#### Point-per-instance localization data
* * * * * * * * *

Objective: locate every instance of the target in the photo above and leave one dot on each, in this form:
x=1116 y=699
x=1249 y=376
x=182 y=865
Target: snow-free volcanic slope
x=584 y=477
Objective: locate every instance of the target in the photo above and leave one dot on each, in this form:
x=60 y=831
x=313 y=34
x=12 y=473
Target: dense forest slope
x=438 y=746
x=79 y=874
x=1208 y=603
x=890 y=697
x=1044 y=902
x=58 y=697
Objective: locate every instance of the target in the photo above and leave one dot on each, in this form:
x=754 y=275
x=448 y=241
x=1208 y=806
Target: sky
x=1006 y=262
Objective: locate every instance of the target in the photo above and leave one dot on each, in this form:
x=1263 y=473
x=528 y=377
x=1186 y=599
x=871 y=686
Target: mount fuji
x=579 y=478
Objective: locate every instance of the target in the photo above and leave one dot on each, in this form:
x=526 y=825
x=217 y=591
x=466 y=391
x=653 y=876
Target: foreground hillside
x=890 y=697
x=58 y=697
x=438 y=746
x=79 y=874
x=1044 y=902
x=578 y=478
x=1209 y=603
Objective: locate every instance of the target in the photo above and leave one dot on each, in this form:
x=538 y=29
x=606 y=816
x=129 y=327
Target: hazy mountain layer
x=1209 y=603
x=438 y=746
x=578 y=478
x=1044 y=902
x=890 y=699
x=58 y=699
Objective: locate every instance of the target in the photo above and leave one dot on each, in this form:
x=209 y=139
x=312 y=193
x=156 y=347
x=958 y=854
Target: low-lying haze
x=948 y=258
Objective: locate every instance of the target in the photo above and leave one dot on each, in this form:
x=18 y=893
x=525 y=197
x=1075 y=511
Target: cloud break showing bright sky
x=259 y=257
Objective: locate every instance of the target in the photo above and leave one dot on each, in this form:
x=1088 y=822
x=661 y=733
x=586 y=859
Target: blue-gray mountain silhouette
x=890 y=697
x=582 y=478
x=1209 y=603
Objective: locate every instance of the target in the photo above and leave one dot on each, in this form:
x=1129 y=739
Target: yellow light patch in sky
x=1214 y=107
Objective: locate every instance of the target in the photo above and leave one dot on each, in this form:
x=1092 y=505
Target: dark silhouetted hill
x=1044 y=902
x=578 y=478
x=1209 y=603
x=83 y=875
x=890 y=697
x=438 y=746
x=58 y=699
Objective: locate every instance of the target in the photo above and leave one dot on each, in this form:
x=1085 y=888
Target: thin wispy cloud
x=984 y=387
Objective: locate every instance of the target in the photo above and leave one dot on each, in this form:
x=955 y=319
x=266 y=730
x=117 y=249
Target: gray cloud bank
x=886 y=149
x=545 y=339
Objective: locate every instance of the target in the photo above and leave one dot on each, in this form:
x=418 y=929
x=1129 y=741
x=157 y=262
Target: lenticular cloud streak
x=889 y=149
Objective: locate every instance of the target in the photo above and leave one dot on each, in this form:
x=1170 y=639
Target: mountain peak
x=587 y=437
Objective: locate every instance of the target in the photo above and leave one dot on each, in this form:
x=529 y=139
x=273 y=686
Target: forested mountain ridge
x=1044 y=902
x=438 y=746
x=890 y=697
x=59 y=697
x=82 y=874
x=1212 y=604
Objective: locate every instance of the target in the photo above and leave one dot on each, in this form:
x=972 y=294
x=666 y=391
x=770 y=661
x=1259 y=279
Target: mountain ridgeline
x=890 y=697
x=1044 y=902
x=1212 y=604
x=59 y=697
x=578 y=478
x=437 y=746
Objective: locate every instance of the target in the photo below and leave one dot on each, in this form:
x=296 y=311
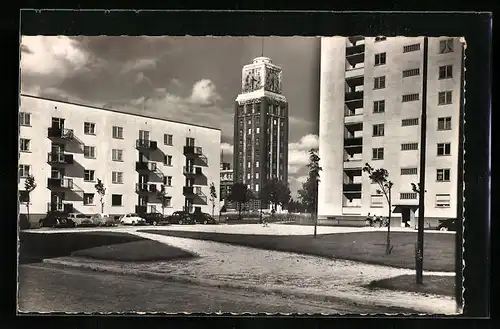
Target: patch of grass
x=137 y=251
x=432 y=284
x=34 y=247
x=366 y=247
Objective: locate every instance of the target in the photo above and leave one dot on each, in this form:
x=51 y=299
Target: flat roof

* * * * * * * * *

#### What you need to do
Reproduce nothing but the lines running from the line with "x=529 y=139" through the end of the records, keeping both end lines and dropping the pictures.

#### Problem solution
x=529 y=139
x=273 y=686
Target: forested mountain ridge
x=1044 y=902
x=438 y=746
x=890 y=697
x=59 y=697
x=82 y=874
x=1212 y=604
Objective: locate every instance of the target in the photo above and leave one dot on each, in this form:
x=972 y=294
x=666 y=391
x=770 y=661
x=1259 y=279
Target: mountain ridgeline
x=890 y=697
x=1044 y=902
x=1212 y=604
x=59 y=697
x=578 y=478
x=437 y=746
Objective: locate every instance of the target in the photo below and leave one dot on each, in this form:
x=296 y=311
Target: patch of grass
x=137 y=251
x=432 y=284
x=34 y=247
x=366 y=247
Objective: locate every instance of the target in the photo above and leave one dot on each, in this form:
x=51 y=299
Target: flat roof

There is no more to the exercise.